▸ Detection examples
______

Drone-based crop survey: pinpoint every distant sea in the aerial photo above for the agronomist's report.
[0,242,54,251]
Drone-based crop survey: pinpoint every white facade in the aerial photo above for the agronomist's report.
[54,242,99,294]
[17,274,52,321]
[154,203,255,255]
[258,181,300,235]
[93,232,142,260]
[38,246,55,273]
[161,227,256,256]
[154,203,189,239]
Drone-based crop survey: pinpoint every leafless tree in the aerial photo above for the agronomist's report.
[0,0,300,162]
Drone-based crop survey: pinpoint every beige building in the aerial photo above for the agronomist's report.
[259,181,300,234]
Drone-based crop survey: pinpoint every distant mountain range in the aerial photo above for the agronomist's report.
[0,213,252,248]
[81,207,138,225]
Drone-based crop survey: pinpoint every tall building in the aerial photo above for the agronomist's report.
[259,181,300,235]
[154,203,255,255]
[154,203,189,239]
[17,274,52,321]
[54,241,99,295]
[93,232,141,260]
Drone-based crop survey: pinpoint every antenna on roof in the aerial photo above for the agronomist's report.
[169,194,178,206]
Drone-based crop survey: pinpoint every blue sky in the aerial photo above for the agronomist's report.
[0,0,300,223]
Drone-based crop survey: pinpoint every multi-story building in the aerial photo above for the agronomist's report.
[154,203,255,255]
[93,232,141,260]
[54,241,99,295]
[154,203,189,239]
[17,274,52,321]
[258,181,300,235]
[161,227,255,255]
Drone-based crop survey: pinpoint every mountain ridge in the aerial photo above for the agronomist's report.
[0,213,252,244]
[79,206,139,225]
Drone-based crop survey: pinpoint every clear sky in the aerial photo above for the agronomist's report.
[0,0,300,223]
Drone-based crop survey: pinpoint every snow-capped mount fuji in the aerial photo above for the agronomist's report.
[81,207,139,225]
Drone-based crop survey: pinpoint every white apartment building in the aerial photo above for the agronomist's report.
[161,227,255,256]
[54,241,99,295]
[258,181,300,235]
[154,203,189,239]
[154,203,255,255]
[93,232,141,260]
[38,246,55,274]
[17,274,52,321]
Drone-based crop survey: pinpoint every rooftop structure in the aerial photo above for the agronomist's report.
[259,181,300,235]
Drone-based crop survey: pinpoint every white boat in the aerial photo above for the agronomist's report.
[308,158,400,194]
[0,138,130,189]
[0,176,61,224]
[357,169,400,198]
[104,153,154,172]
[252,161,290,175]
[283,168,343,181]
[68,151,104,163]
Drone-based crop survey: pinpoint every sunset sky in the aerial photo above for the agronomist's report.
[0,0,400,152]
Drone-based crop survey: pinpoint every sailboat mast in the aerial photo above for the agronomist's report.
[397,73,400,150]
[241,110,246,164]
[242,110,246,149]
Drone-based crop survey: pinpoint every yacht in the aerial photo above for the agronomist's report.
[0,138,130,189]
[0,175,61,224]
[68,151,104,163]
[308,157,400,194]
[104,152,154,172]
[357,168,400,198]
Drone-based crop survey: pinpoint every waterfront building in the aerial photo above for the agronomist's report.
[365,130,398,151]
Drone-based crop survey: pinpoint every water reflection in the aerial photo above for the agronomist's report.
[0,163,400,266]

______

▸ EXERCISE PROMPT
Print the lines from the one containing "Drone-based crop survey: pinpoint every white boat" through the one containing "[365,130,398,151]", inclusive, reproducing each character for character.

▸ ANSWER TO THIS EXERCISE
Drone-based crop survey: pinpoint every white boat in the aerial photo above for the agronomist's report.
[308,158,400,194]
[0,138,130,189]
[0,176,61,224]
[357,169,400,198]
[104,153,154,172]
[252,161,290,175]
[283,168,343,181]
[68,151,104,163]
Drone-based crop survey: pinpoint every sunset sky in the aerial photo above for the agronomist's report.
[0,0,400,152]
Drone-based crop survey: pinpoint every sailboat mast in the aerial photo above for the agronomist's report.
[397,73,400,150]
[241,110,246,164]
[242,110,246,149]
Drone-based crop survey: pinpoint every yacht in the aerial photo above for the agronomist's report.
[0,138,130,189]
[0,175,61,224]
[68,151,104,163]
[308,157,400,194]
[104,152,154,172]
[357,168,400,198]
Drone-based crop survey: pinpoint every waterfront building in the aerial photo above for the agronomist's report.
[365,130,398,151]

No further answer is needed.